Set exercise:
Return every line of the items below that contains the word "brown".

Supplied data:

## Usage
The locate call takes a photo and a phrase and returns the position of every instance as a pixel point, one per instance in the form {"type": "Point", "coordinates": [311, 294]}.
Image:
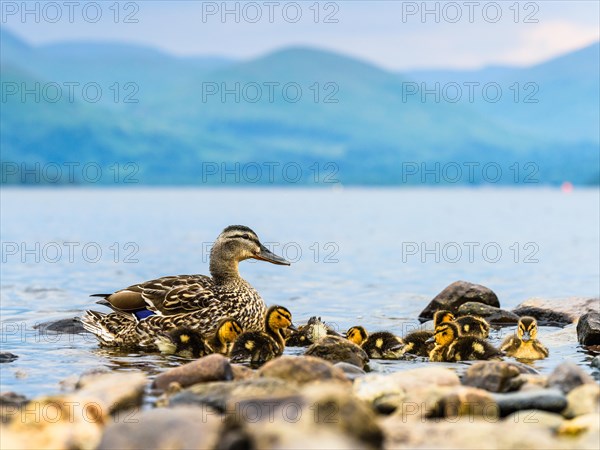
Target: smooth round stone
{"type": "Point", "coordinates": [6, 357]}
{"type": "Point", "coordinates": [455, 295]}
{"type": "Point", "coordinates": [551, 400]}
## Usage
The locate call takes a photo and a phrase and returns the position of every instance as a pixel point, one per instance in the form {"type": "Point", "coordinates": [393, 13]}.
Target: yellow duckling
{"type": "Point", "coordinates": [258, 347]}
{"type": "Point", "coordinates": [524, 344]}
{"type": "Point", "coordinates": [450, 346]}
{"type": "Point", "coordinates": [379, 345]}
{"type": "Point", "coordinates": [184, 342]}
{"type": "Point", "coordinates": [418, 342]}
{"type": "Point", "coordinates": [473, 326]}
{"type": "Point", "coordinates": [225, 336]}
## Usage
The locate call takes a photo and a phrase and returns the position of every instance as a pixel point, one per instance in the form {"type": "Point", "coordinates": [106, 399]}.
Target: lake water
{"type": "Point", "coordinates": [360, 256]}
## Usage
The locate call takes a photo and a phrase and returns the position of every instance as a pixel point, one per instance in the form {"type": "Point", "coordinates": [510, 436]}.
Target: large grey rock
{"type": "Point", "coordinates": [302, 370]}
{"type": "Point", "coordinates": [209, 368]}
{"type": "Point", "coordinates": [588, 329]}
{"type": "Point", "coordinates": [551, 400]}
{"type": "Point", "coordinates": [561, 311]}
{"type": "Point", "coordinates": [494, 376]}
{"type": "Point", "coordinates": [455, 295]}
{"type": "Point", "coordinates": [221, 395]}
{"type": "Point", "coordinates": [493, 315]}
{"type": "Point", "coordinates": [567, 376]}
{"type": "Point", "coordinates": [160, 428]}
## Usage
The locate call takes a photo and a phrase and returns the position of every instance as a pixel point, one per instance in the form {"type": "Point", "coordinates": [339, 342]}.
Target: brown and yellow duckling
{"type": "Point", "coordinates": [473, 326]}
{"type": "Point", "coordinates": [310, 333]}
{"type": "Point", "coordinates": [222, 340]}
{"type": "Point", "coordinates": [419, 342]}
{"type": "Point", "coordinates": [524, 344]}
{"type": "Point", "coordinates": [379, 345]}
{"type": "Point", "coordinates": [258, 347]}
{"type": "Point", "coordinates": [190, 343]}
{"type": "Point", "coordinates": [184, 342]}
{"type": "Point", "coordinates": [450, 346]}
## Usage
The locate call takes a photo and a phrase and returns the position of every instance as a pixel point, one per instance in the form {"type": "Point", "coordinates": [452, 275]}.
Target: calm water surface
{"type": "Point", "coordinates": [361, 256]}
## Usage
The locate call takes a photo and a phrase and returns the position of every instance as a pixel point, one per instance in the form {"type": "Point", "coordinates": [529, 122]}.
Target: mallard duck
{"type": "Point", "coordinates": [310, 333]}
{"type": "Point", "coordinates": [183, 341]}
{"type": "Point", "coordinates": [258, 347]}
{"type": "Point", "coordinates": [142, 311]}
{"type": "Point", "coordinates": [419, 342]}
{"type": "Point", "coordinates": [524, 344]}
{"type": "Point", "coordinates": [378, 345]}
{"type": "Point", "coordinates": [473, 326]}
{"type": "Point", "coordinates": [451, 346]}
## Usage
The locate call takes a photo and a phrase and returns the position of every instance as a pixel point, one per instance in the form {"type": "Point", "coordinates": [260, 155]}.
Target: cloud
{"type": "Point", "coordinates": [544, 41]}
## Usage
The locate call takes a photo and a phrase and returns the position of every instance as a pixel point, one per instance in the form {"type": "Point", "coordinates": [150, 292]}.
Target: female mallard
{"type": "Point", "coordinates": [258, 347]}
{"type": "Point", "coordinates": [524, 344]}
{"type": "Point", "coordinates": [145, 310]}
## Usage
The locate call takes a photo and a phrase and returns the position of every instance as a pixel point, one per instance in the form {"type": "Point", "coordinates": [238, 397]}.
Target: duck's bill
{"type": "Point", "coordinates": [266, 255]}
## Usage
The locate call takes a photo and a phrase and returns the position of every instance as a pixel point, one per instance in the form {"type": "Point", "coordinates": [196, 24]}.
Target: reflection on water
{"type": "Point", "coordinates": [353, 252]}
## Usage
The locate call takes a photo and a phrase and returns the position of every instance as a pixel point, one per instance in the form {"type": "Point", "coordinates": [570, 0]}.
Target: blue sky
{"type": "Point", "coordinates": [391, 34]}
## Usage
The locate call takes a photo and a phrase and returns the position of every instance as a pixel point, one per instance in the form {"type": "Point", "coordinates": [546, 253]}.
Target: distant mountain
{"type": "Point", "coordinates": [298, 105]}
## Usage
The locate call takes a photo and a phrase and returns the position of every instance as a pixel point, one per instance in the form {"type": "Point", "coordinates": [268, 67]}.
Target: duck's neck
{"type": "Point", "coordinates": [223, 266]}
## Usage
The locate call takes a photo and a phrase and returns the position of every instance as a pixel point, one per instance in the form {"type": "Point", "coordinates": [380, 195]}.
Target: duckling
{"type": "Point", "coordinates": [524, 344]}
{"type": "Point", "coordinates": [473, 326]}
{"type": "Point", "coordinates": [379, 345]}
{"type": "Point", "coordinates": [451, 346]}
{"type": "Point", "coordinates": [224, 337]}
{"type": "Point", "coordinates": [259, 347]}
{"type": "Point", "coordinates": [183, 341]}
{"type": "Point", "coordinates": [338, 349]}
{"type": "Point", "coordinates": [419, 342]}
{"type": "Point", "coordinates": [310, 333]}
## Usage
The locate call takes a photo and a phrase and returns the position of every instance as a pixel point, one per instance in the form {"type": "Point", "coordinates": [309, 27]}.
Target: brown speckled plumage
{"type": "Point", "coordinates": [194, 301]}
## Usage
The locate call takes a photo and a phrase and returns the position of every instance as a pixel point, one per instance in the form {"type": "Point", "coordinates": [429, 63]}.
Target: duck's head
{"type": "Point", "coordinates": [445, 334]}
{"type": "Point", "coordinates": [527, 328]}
{"type": "Point", "coordinates": [238, 242]}
{"type": "Point", "coordinates": [228, 330]}
{"type": "Point", "coordinates": [357, 334]}
{"type": "Point", "coordinates": [442, 316]}
{"type": "Point", "coordinates": [279, 318]}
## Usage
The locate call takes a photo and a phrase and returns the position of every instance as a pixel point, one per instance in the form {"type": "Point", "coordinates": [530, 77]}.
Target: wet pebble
{"type": "Point", "coordinates": [584, 399]}
{"type": "Point", "coordinates": [494, 376]}
{"type": "Point", "coordinates": [551, 400]}
{"type": "Point", "coordinates": [302, 370]}
{"type": "Point", "coordinates": [456, 294]}
{"type": "Point", "coordinates": [567, 376]}
{"type": "Point", "coordinates": [560, 311]}
{"type": "Point", "coordinates": [175, 429]}
{"type": "Point", "coordinates": [208, 368]}
{"type": "Point", "coordinates": [352, 371]}
{"type": "Point", "coordinates": [492, 314]}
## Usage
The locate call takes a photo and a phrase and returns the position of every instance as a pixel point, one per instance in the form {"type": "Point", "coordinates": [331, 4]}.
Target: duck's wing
{"type": "Point", "coordinates": [168, 295]}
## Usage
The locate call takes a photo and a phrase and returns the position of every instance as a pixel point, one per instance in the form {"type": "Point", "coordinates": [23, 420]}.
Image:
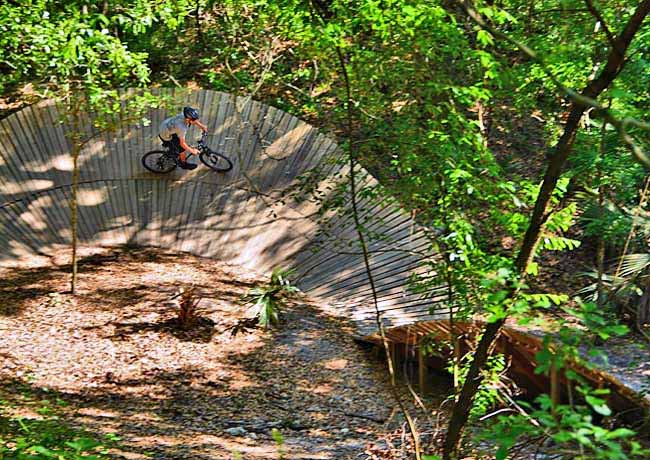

Result for this exercise:
Target: brown and yellow duckling
Target: brown speckled plumage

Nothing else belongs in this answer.